**Document extract:**
↓↓↓

Monday, November 30, 2020

Who has an advantage in Risk, attacker or defender?

Let's first assume that we're talking about the frequent case where the attacker is rolling 3 dice, while the defender can only roll 2 dice, but ties go to the defender. More dice is better. Winning ties is better. But which of those wins out? Let's see.

One thing that's tricky here is that we compare the highest attacker die to the highest defender die, and the second highest attacker die to the lowest defender die. So we have to consider the joint probability distribution of the two attacker dice and the two defender dice. We can treat the attacker and defender separately, though, since they are independent.


Let's start by working with the defender, and looking at the CDF of the better roll of 2d6. Recall the CDF $F_X(x) = P(X \leq x)$. Let's say $D_1$ is the the higher die of the defender, with $D_2$ being the lower die. Let's say that X is the result of rolling a 1d6.

\begin{align} F_{D_1}(d) = P(D_1 \leq d) = P(X \leq d)^2 \end{align}

That is, the probability that the highest die is less than or equal to $d$ is the probability that both dice are less than or equal to $d$.

\begin{align} F_{D_1}(d) = \left ( \frac{d}{6} \right)^2 \end{align}

What about $F_{D_2}(d)$? Similar to above, we can say that

\begin{align} F_{D_2}(d) &= P(D_2 \leq d) \\ &= 1 - P(D_2 > d) \\ &= 1 - P(X > d)^2 \\ &= 1 - \left ( \frac{6-(d+1)+1}{6} \right)^2 \\ &= 1 - \left ( \frac{6-d}{6} \right)^2 \\ &= \frac{6^2}{6^2} - \frac{6^2-12d+d^2}{6^2} \\ &= \frac{6^2-6^2+12d-d^2}{6^2} \\ &= \frac{12d-d^2}{6^2} \\ &= \frac{d}{6}\cdot \frac{12-d}{6} . \end{align}

Those make sense, though we should check that they work out at say $d=1$ and $d=6$. But those are assuming that they're independent. Given that the highest die comes out to be $d_1$, what's the distribution of $D_2$? Or what is $P(D_2 = d_2 | D_1 = d_1)$. Well, it's certainly 0 if $d_2 > d_1$.


This seems to be a hard one.


It may just be easier to calculate the joint probability directly.

\begin{align} P(D_1=d_1, D_2=d_2) = \begin{cases} 0 & d_1 < d_2 \\ P(d_1\text{ and }d_2\text{ on 2d6}) & d_1 = d_2 \\ P(d_1\text{ and }d_2\text{ on 2d6}) & d_1 > d_2 \end{cases} \end{align}

Let's drill down more, in the $d_1=d_2$ case, it's just the probability of getting both of that value when rolling 2d6.

↑↑↑

**Stored entries:**

↓↓↓

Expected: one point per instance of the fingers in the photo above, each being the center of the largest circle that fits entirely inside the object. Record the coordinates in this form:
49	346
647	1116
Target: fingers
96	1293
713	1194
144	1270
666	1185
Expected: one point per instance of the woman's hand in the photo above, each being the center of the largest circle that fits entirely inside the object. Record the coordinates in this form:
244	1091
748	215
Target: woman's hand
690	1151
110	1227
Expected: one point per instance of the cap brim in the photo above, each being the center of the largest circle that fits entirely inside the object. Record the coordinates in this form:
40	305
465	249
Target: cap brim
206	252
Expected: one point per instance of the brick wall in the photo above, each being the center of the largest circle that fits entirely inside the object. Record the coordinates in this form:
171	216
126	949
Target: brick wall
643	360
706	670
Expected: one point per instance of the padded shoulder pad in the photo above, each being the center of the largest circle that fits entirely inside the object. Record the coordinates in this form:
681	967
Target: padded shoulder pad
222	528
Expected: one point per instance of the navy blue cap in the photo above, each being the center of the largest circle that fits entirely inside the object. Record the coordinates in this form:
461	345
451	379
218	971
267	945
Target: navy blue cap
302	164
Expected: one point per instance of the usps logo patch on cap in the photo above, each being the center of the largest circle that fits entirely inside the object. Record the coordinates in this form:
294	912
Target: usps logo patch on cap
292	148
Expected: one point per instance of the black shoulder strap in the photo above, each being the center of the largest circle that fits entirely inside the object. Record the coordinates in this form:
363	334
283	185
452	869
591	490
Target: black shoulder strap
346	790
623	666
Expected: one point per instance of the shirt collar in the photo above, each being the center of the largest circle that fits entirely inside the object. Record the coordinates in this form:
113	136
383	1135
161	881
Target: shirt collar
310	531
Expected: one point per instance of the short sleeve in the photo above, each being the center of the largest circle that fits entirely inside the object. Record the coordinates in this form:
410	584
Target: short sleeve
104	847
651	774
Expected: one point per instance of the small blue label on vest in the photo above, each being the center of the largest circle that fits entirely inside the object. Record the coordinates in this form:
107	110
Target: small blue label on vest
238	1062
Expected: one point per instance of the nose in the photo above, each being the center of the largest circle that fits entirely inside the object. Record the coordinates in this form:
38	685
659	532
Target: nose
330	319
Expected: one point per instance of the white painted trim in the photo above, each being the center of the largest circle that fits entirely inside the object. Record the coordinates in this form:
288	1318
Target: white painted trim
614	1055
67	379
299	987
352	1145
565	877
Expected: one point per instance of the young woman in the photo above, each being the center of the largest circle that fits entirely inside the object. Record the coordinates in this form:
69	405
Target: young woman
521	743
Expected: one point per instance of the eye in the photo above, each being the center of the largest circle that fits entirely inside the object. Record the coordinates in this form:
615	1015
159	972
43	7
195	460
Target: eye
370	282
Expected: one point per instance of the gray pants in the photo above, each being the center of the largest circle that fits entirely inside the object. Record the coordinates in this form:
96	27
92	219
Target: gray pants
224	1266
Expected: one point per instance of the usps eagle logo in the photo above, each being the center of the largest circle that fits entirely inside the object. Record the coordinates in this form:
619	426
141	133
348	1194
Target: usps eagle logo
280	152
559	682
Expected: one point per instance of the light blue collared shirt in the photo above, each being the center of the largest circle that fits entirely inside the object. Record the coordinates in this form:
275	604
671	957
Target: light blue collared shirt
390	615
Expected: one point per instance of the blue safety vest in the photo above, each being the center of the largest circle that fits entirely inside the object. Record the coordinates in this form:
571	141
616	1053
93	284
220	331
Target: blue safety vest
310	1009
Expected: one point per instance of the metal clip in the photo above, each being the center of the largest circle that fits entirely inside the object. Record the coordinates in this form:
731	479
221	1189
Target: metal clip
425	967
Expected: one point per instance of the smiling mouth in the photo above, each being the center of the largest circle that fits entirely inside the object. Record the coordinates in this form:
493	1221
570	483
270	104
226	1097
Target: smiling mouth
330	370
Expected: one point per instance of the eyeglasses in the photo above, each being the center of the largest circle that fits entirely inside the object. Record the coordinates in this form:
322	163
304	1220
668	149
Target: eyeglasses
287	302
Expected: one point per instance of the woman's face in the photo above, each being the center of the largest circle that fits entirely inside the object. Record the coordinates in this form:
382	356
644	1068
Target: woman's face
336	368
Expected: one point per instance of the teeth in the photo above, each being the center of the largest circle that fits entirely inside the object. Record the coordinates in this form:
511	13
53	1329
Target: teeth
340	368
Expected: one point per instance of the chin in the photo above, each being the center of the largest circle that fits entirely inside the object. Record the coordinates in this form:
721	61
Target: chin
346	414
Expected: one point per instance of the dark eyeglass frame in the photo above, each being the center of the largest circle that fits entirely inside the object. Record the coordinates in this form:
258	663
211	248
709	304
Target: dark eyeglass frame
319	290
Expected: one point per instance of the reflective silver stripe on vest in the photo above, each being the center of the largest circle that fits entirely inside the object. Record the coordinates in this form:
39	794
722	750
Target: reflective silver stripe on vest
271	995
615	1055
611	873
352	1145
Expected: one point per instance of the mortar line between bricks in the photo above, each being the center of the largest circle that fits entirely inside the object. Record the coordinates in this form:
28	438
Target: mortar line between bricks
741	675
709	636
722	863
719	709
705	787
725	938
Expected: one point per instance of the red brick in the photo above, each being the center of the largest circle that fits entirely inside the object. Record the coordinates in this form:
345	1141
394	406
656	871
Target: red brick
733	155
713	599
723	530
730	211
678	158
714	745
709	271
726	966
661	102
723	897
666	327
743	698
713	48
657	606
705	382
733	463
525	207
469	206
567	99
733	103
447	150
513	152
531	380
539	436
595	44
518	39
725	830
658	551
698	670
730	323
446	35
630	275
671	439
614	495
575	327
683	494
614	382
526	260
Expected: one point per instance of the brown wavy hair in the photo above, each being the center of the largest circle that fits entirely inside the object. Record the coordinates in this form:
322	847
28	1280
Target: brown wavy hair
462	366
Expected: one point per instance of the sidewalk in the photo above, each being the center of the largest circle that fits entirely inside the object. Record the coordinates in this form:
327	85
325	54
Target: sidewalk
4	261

↑↑↑

**Task 1:** Reproduce the passage of the Risk dice post between "Let's first assume" and "out? Let's see.", inclusive, with no changes.
**Task 2:** Pull out every line of the entries that contains the string "hair".

**Written response 1:**
Let's first assume that we're talking about the frequent case where the attacker is rolling 3 dice, while the defender can only roll 2 dice, but ties go to the defender. More dice is better. Winning ties is better. But which of those wins out? Let's see.

**Written response 2:**
Expected: one point per instance of the brown wavy hair in the photo above, each being the center of the largest circle that fits entirely inside the object. Record the coordinates in this form:
Target: brown wavy hair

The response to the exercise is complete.